Locate the word "shelf" in the entries below, then gather every line that holds it.

┌─ Task inputs

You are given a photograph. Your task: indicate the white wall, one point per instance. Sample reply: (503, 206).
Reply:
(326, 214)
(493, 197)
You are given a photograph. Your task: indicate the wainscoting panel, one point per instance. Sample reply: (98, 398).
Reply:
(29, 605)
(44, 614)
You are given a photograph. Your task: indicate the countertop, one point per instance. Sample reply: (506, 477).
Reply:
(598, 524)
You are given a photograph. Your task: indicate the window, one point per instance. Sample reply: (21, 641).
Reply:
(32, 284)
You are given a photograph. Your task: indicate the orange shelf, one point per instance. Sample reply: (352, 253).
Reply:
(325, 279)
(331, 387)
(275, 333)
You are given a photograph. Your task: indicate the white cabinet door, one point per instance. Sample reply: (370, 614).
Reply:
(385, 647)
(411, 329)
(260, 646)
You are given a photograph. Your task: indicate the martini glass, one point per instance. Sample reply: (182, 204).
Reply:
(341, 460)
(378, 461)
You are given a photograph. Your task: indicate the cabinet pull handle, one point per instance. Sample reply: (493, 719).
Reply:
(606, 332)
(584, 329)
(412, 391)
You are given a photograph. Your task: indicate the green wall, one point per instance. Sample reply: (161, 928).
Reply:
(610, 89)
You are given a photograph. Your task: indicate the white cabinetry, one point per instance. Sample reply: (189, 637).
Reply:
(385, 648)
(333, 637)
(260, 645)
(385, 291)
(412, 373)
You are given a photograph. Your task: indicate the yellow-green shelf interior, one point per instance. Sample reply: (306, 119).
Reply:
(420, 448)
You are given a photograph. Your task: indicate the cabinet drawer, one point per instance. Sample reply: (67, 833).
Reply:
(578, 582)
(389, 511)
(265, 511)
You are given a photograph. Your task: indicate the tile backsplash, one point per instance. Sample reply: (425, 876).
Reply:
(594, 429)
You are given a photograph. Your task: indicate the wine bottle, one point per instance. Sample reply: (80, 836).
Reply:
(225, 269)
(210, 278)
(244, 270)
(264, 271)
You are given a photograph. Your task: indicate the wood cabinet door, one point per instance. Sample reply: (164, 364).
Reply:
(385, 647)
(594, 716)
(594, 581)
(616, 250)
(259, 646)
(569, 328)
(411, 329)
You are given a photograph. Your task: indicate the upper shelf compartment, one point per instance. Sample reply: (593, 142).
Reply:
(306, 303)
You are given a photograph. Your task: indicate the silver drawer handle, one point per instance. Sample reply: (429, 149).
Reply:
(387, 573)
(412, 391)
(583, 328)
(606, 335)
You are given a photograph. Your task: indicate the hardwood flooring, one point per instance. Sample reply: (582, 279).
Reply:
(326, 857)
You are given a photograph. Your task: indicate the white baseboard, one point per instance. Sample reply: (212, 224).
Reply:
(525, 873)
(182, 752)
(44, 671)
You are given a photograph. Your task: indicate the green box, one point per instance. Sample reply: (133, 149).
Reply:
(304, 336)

└─

Exercise answer =
You are given a photograph. Your task: indicate the orange shelf, one point per instance. Sample reply: (352, 253).
You are given a photograph. Your task: indicate the yellow-green shelf interior, one point per instance. Sample reply: (306, 119).
You are given a photograph. Your task: indicate the upper shelf compartment, one point per instance. Sample reply: (593, 142).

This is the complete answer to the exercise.